— BEGIN Stored records —

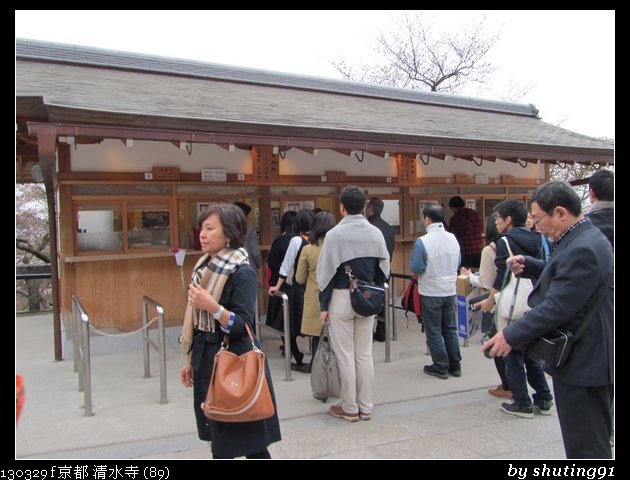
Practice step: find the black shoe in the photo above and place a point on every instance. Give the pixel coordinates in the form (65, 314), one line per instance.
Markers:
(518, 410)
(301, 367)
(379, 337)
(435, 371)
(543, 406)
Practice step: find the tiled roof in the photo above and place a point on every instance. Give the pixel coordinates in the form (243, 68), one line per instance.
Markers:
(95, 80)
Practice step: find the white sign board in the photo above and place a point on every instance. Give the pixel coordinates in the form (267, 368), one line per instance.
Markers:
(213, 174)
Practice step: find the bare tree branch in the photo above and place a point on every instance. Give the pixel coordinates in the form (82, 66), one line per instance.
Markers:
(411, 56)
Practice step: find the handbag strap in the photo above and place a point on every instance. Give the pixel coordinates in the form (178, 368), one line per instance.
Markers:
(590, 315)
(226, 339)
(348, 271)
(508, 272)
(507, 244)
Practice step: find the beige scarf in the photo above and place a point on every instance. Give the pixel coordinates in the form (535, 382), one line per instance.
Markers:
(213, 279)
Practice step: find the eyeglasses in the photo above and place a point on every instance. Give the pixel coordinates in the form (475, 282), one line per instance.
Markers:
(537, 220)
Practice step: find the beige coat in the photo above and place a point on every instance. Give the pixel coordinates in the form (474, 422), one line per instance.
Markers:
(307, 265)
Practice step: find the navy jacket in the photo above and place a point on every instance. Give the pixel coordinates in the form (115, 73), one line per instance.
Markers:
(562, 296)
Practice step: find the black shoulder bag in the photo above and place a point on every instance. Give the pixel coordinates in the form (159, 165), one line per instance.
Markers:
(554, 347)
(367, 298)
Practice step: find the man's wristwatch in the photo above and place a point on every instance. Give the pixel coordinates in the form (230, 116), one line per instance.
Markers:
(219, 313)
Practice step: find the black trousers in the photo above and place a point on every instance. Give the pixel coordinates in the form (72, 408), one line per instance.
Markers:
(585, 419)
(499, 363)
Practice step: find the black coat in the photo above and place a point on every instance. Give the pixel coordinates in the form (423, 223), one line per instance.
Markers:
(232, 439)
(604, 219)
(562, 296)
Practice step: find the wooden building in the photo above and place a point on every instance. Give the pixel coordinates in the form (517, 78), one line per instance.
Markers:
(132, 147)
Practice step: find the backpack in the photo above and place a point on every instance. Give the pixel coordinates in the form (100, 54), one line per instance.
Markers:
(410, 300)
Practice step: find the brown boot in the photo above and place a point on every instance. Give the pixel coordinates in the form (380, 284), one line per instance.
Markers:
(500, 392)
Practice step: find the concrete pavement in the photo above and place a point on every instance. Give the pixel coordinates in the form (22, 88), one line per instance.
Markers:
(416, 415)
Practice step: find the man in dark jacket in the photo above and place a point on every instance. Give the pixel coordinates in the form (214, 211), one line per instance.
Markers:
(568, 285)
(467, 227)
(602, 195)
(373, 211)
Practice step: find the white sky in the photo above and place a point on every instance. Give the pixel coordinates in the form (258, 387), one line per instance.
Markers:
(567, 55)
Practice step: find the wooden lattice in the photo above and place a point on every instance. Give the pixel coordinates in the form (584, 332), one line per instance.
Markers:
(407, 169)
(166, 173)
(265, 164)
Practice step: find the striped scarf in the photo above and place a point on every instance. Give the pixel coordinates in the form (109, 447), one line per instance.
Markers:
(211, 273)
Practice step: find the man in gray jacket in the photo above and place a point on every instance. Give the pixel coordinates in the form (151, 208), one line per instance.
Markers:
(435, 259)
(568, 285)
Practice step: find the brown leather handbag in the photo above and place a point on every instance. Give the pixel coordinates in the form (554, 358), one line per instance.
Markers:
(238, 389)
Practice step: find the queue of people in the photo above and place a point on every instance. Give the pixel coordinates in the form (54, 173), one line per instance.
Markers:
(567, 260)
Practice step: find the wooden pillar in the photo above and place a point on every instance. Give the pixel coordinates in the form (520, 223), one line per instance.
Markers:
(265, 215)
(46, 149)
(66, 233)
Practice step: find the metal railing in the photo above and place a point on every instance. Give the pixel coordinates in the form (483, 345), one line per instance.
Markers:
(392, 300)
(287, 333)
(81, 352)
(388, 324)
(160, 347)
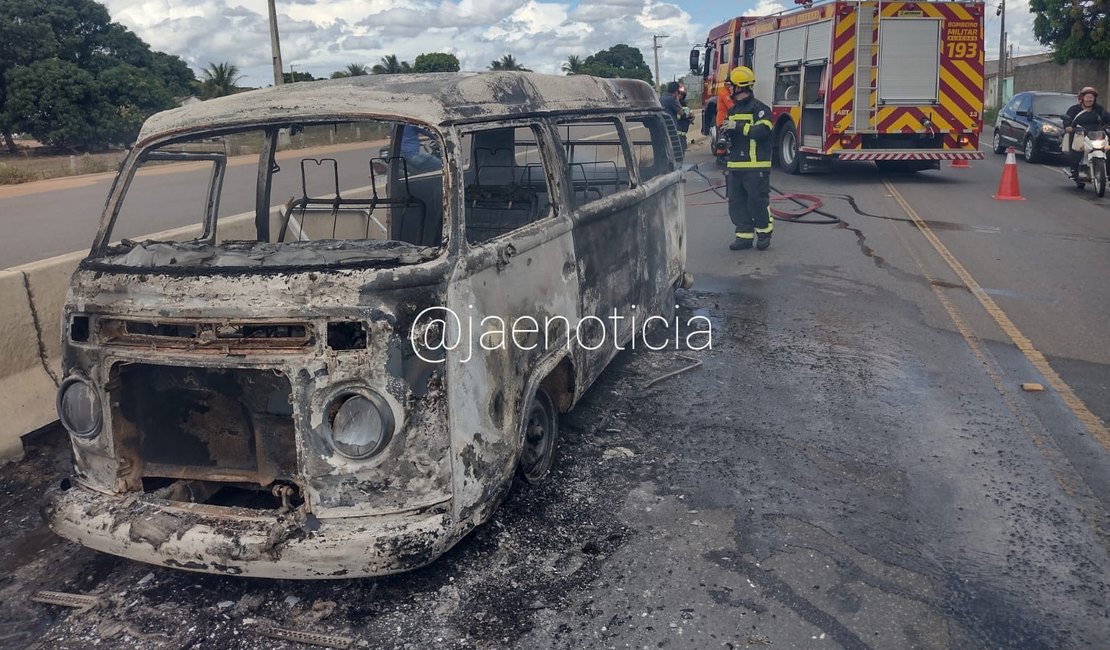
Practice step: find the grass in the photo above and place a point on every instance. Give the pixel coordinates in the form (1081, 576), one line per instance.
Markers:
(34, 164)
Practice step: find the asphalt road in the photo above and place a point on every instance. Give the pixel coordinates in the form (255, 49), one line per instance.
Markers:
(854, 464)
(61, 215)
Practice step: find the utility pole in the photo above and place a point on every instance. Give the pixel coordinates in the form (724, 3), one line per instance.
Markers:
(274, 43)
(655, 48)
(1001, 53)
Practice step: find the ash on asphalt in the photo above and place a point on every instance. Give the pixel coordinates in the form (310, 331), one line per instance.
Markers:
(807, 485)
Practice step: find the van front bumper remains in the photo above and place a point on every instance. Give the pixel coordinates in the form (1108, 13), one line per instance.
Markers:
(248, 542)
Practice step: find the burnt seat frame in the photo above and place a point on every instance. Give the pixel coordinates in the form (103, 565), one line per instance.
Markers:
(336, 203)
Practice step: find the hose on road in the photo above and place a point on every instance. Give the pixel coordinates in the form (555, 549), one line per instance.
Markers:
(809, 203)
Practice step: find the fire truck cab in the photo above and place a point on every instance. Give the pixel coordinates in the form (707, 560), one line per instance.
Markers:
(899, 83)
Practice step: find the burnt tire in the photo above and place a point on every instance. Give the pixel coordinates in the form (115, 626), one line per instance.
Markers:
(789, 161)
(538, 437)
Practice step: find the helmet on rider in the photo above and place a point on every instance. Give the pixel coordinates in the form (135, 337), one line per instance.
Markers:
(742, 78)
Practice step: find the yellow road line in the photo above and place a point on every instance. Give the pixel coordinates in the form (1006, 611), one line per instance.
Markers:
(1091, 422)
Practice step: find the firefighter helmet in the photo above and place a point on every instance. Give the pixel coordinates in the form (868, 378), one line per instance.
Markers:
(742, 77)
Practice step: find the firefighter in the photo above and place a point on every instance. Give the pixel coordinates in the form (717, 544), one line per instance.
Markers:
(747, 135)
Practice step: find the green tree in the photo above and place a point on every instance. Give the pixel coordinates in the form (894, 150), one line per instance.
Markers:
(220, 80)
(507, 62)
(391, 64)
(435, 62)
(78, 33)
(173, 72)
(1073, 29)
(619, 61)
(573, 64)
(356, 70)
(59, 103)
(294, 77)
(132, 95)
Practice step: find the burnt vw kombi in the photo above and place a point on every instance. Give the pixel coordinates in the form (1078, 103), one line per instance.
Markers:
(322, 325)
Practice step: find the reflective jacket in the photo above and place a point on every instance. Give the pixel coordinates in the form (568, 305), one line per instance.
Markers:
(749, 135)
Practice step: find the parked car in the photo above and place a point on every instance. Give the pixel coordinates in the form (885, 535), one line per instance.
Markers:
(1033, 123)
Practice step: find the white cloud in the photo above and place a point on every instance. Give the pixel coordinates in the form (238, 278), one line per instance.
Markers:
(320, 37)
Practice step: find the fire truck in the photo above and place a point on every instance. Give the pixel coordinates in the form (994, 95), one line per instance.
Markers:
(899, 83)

— END Stored records —

Given task
Recast every line of the rows above as a JSON list of strings, one string per line, dropping blank lines. Omit the pictures from your answer.

Answer to this task
[
  "Practice step: find the black shoe in the photo above and place a point on every instance. Give the pixel coordinates in the form (65, 314), one line per instance.",
  "Markers:",
  "(518, 410)",
  "(301, 367)",
  "(379, 337)",
  "(435, 371)",
  "(543, 406)",
  "Practice step: find the tiled roof in the photo above and place a point on every instance. Give the pixel coordinates in the form (243, 68), one line per instance.",
  "Markers:",
  "(95, 80)",
  "Practice step: find the white sign board in the photo above and place a point on every instance. Give the pixel coordinates in the form (267, 368), one line per instance.",
  "Markers:",
  "(213, 174)",
  "Practice step: find the bare tree branch in the photo above and place a point on every instance. Give the pixel coordinates in the form (82, 66), one line per instance.",
  "Markers:",
  "(411, 56)",
  "Practice step: find the handbag strap in the photo above and place a point on every instance. Give the pixel coordinates in the form (178, 368), one line per instance.",
  "Markers:",
  "(590, 315)",
  "(226, 339)",
  "(348, 271)",
  "(508, 272)",
  "(507, 244)",
  "Practice step: find the beige scarf in the photo above and place a point on every instance. Give the pixel coordinates in the form (535, 382), one line per instance.",
  "Markers:",
  "(213, 279)",
  "Practice step: find the eyeglasses in the photo above and place a point on every instance. Give the pixel coordinates in the form (475, 282), one line per instance.",
  "Markers:",
  "(537, 220)",
  "Practice step: find the beige coat in the photo above and place a point on every instance. Give the pixel coordinates in the form (474, 422), one line per instance.",
  "Markers:",
  "(307, 265)",
  "Practice step: find the navy jacket in the photo above and place a point on every instance. Give the pixel coordinates in the form (115, 73), one line per instance.",
  "Markers:",
  "(562, 296)",
  "Practice step: find the black shoulder bag in the photo above and place a point on every instance. Give the pixel coordinates in the form (159, 165), one line per instance.",
  "Markers:",
  "(554, 347)",
  "(367, 298)",
  "Practice step: find the man's wristwatch in the photo above and place a point on every instance. Give the pixel coordinates in the form (230, 116), one line per instance.",
  "Markers:",
  "(219, 313)",
  "Practice step: find the black trousers in the photo above and place a point on every instance. Give the pixel coordinates in the form (72, 408), one line per instance.",
  "Markers:",
  "(585, 419)",
  "(499, 363)",
  "Practice step: find the black coat in the photo above and place a point on every instance. Give the pixel coordinates in the form (423, 223), one line per instance.",
  "Markers:",
  "(232, 439)",
  "(604, 219)",
  "(562, 296)",
  "Practice step: find the wooden building in the photo above and place a point on every instance. Give the pixel coordinates in the form (517, 78), one line per instance.",
  "Markers:",
  "(132, 147)",
  "Practice step: find the backpack in the photo above and place a point on every instance. Give the pixel coordinates in the form (100, 54), one line per instance.",
  "Markers:",
  "(410, 300)",
  "Practice step: find the brown boot in the photo above and place a point on every instance. Give the pixel coordinates in the form (380, 284), one line per instance.",
  "Markers:",
  "(500, 392)",
  "Practice step: find the concrete pavement in the photo above and place a point on every instance. Give the pixel coordinates in the form (22, 88), one line per instance.",
  "Markers:",
  "(416, 415)",
  "Practice step: find the man in dark jacket in the photo above and place a point on every instance. Give the pixel coordinates in the form (214, 211), one line per instance.",
  "Markers:",
  "(568, 285)",
  "(467, 227)",
  "(602, 195)",
  "(373, 211)",
  "Practice step: find the white sky in the photo above and place a point on every instance. Give the pixel coordinates in the form (258, 387), one line per instance.",
  "Markers:",
  "(567, 55)",
  "Practice step: find the wooden lattice in the photo above and place a point on every instance. Give the pixel coordinates in the form (584, 332), one line per instance.",
  "Markers:",
  "(407, 169)",
  "(166, 173)",
  "(265, 164)",
  "Practice step: find the striped scarf in the photo above and place a point on every instance. Give the pixel coordinates in the form (109, 447), one line per instance.",
  "Markers:",
  "(211, 273)",
  "Practice step: find the man in gray jacket in the photo above and place a point on every instance. Give the pixel coordinates in the form (151, 208), one line per instance.",
  "Markers:",
  "(435, 259)",
  "(568, 285)",
  "Practice step: find the brown leather handbag in the photo above and place a point on every instance. Give the pixel coordinates in the form (554, 358), one line per instance.",
  "Markers:",
  "(238, 389)",
  "Practice step: find the queue of people in the photo above and place a point on every instance. Give the pixel coordinates in the form (54, 173), one line per instance.",
  "Markers:",
  "(567, 260)",
  "Practice step: find the wooden pillar in the photo above and place a point on every instance. Give the pixel coordinates in the form (520, 223), one line per instance.",
  "Markers:",
  "(265, 215)",
  "(46, 149)",
  "(66, 233)",
  "Practice step: find the metal railing in the photo above and place a point on every instance. Give the pixel coordinates in the form (483, 345), one line per instance.",
  "Markers:",
  "(392, 300)",
  "(287, 333)",
  "(81, 352)",
  "(388, 324)",
  "(160, 347)",
  "Practice step: find the grass in the photo above and place a point on every instance. Give the pixel coordinates in the form (1081, 576), one line per instance.",
  "Markers:",
  "(34, 164)",
  "Practice step: find the asphalt road in the photo above and place a point on every instance. Give the pixel coordinates in the form (255, 49), one line per instance.",
  "Markers:",
  "(854, 464)",
  "(61, 215)",
  "Practice step: find the utility pole in the photo above and place a point on every instance. Give the pixel coordinates in the form (724, 3), one line per instance.",
  "Markers:",
  "(274, 43)",
  "(655, 48)",
  "(1001, 53)",
  "Practice step: find the ash on asphalt in the photo above and place a point on every instance. Give the pixel coordinates in the form (310, 331), one line per instance.",
  "Markers:",
  "(807, 485)",
  "Practice step: find the van front bumper remains in the photo above and place a point on every instance. Give the pixel coordinates in the form (1108, 13), one line per instance.",
  "Markers:",
  "(248, 542)",
  "Practice step: find the burnt seat frame in the photo above and place a point on every instance. Give the pixel coordinates in the form (103, 565), one line per instance.",
  "Markers:",
  "(336, 203)",
  "Practice step: find the hose on road in the photo above and place a point on every instance. Give the pixel coordinates in the form (555, 549), one line per instance.",
  "Markers:",
  "(809, 203)",
  "Practice step: find the fire truck cab in the photo above and place a point on every instance. Give the pixel coordinates in the form (707, 560), one line per instance.",
  "Markers:",
  "(899, 83)",
  "Practice step: find the burnt tire in the photo above and place a point on every instance. Give the pixel coordinates in the form (115, 626), one line per instance.",
  "Markers:",
  "(789, 161)",
  "(538, 437)",
  "Practice step: find the helmet on rider in the photo above and place a point on every instance. Give the pixel coordinates in the form (135, 337), one line per instance.",
  "Markers:",
  "(742, 78)",
  "Practice step: find the yellow road line in the photo above and place a point on every instance. Give the pixel coordinates in the form (1006, 611), one line per instance.",
  "Markers:",
  "(1091, 422)",
  "Practice step: find the firefighter helmet in the photo above and place a point on every instance. Give the pixel coordinates in the form (868, 378), one line per instance.",
  "Markers:",
  "(742, 77)",
  "Practice step: find the firefighter in the photo above and place a point on every instance. Give the pixel coordinates in the form (717, 544), one line per instance.",
  "Markers:",
  "(747, 135)",
  "Practice step: find the green tree in the photo above and place a point on every instance. Give the pixel coordinates in the form (894, 150), one line per instance.",
  "Markers:",
  "(220, 80)",
  "(507, 62)",
  "(391, 64)",
  "(435, 62)",
  "(78, 33)",
  "(173, 72)",
  "(1073, 29)",
  "(619, 61)",
  "(573, 64)",
  "(356, 70)",
  "(59, 103)",
  "(294, 77)",
  "(132, 95)",
  "Practice step: find the burnt vw kombi in the photo above and place a point on every instance. Give the pixel coordinates in the form (1078, 103), one line per instance.",
  "Markers:",
  "(322, 325)",
  "Practice step: find the reflective jacket in the photo above and place a point on every instance. Give the pixel coordinates in the form (568, 305), one line per instance.",
  "Markers:",
  "(749, 135)",
  "Practice step: find the parked car in the photo above and place a point on every instance. Give the pixel coordinates in the form (885, 535), one line per instance.",
  "Markers:",
  "(1033, 123)",
  "Practice step: find the white cloud in the photo above and place a point on every instance. Give the pixel coordinates in the form (238, 278), one line per instance.",
  "Markers:",
  "(320, 37)",
  "Practice step: find the fire truck in the photo above and place a point on every instance. Give the pixel coordinates in the form (994, 95), one line per instance.",
  "Markers:",
  "(899, 83)"
]